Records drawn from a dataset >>
-------
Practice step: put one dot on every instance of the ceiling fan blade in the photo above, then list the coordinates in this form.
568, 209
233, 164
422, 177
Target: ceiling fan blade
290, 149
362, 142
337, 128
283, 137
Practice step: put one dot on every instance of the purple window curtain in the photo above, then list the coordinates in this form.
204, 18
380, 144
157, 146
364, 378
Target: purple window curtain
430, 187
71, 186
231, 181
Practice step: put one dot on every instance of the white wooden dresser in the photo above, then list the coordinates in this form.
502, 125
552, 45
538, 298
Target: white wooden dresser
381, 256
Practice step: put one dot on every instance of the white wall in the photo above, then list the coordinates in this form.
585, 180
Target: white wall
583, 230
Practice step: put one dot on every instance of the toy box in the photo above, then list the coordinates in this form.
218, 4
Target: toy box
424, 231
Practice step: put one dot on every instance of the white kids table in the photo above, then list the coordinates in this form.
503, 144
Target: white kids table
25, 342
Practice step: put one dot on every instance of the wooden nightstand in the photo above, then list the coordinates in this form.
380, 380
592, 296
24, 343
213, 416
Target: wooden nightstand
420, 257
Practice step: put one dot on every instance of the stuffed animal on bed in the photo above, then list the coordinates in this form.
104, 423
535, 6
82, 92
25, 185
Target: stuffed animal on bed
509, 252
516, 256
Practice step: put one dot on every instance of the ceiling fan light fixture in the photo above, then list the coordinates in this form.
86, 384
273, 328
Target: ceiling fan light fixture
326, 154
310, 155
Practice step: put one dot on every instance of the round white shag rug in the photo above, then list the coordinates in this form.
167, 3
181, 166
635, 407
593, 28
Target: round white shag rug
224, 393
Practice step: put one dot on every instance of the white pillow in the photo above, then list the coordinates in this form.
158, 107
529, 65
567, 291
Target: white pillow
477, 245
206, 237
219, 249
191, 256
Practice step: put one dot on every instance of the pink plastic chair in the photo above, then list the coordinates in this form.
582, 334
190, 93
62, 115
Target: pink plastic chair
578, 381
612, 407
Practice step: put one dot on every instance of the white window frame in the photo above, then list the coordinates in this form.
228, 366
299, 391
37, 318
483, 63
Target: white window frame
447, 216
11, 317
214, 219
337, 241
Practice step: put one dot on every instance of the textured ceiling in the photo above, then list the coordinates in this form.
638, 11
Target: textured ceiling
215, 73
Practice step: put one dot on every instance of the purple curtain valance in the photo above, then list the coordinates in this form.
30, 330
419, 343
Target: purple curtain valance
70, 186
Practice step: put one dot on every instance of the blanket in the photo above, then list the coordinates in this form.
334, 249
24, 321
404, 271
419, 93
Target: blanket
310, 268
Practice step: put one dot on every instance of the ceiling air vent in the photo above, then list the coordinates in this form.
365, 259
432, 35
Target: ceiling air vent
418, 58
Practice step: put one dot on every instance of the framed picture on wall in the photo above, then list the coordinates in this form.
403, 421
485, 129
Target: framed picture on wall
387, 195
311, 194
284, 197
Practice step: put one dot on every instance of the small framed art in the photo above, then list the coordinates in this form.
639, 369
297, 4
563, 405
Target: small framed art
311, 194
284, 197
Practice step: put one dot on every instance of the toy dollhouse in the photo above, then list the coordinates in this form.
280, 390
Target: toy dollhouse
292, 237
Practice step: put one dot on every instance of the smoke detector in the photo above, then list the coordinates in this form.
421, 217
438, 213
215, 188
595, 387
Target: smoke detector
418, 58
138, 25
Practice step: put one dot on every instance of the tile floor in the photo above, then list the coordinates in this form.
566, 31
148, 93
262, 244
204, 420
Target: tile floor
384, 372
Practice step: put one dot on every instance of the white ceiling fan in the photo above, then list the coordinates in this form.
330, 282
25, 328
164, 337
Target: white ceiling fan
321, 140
-------
Problem to work on >>
Your answer should be the data above, retyped exactly.

Task solution >>
Practice step: put one dot on every instance of the ceiling fan blade in the photo above, then list the coordinates in this form.
568, 209
233, 164
422, 177
Target: ceiling fan blade
290, 149
362, 142
337, 128
283, 137
Practice step: put one dot on every instance of the purple window curtain in the photo above, then list the coordinates in this form.
204, 18
380, 144
157, 146
364, 378
Target: purple window curtain
430, 187
71, 186
231, 181
Practice step: put one dot on every instance of the white wooden dresser in the photo above, then list the coordinates in this form.
502, 125
552, 45
538, 298
Target: white wooden dresser
381, 256
Practice step: put one dot on every instance of the white wall in the photo above, then list the coordinates in this form.
585, 180
Target: white wall
583, 230
Practice step: put one dot on every instance of the toy box in the photo above, then list the coordinates in this form.
218, 4
Target: toy box
424, 231
Practice step: put one dot on every instance of the white kids table in the photo above, then list the coordinates in this form.
503, 144
Target: white kids table
25, 342
Practice step: put one dot on every instance of the wooden nightstand in the photo above, then list the coordinates in this form.
380, 380
592, 296
24, 343
213, 416
Target: wooden nightstand
420, 257
Practice step: put one dot on every instance of the stuffed animal on bed in the photo above, then list the coordinates in this form.
104, 423
535, 6
82, 92
25, 185
Target: stuffed animal on bed
509, 252
516, 256
Practice step: put one dot on every instance of the ceiling fan light fixture in the photo above, then list the coordinates in this form.
86, 384
273, 328
Target: ceiling fan light fixture
326, 154
310, 155
Practice step: put one dot on every instance of the round white shag rug in the photo above, then list the coordinates in this form.
167, 3
181, 166
635, 407
593, 28
Target: round white shag rug
224, 393
Practice step: put one dot on every instance of the white pillow in the photo above, then list the coordinates in this form.
158, 107
529, 65
567, 291
Target: white pillow
477, 245
206, 237
219, 249
191, 256
Practice step: put one dot on every instance of the pink plastic chair in the photo above, then list the coordinates in this form.
582, 334
190, 93
62, 115
Target: pink plastic chair
578, 381
612, 407
Practice step: put one dot on every instance of the white window frame in the photo above, then list the coordinates in this form.
228, 366
299, 391
37, 318
483, 63
Target: white window frame
447, 216
11, 317
214, 219
337, 241
Practice step: put one dot on every instance of the textured ceiling in the photo above, then list the coordinates in this form.
638, 11
Target: textured ceiling
215, 73
Practice step: put one dot on every instance of the purple curtain valance in the photo above, then list the coordinates in this form.
30, 330
419, 343
Target: purple curtain valance
70, 186
Practice step: put one dot on every instance of the blanket in the photo above, then list the coordinates in this form.
334, 249
24, 321
404, 271
419, 93
Target: blanket
310, 268
Practice step: put one dot on every instance of the ceiling air vent in the photo above, then list the coordinates in this form.
365, 259
432, 35
Target: ceiling air vent
418, 58
Practice step: put one dot on every instance of the framed picture on wall in the photo above, then list the coordinates in this form.
403, 421
485, 129
Target: framed picture on wall
387, 195
311, 194
284, 197
Practice step: put one dot on every instance of the small framed art in the photo above, then list the coordinates in this form.
639, 369
297, 4
563, 405
Target: small framed art
311, 194
284, 197
Practice step: put one dot on every instance of the toy dollhouse in the photo above, then list the coordinates in this form.
280, 390
Target: toy dollhouse
292, 237
Practice step: put one dot on every instance of the smoke detector in the photo above, then list the coordinates in this form.
421, 217
438, 213
215, 188
595, 387
Target: smoke detector
418, 58
138, 25
Practice step: put one dot on every instance of the tile floor in the photo above, then list the coordinates in this form.
566, 31
148, 93
262, 244
204, 420
Target: tile floor
384, 372
Practice step: put one dot on every instance of the white ceiling fan in the photo above, then list the coordinates in this form.
330, 282
25, 328
164, 337
Target: white ceiling fan
321, 140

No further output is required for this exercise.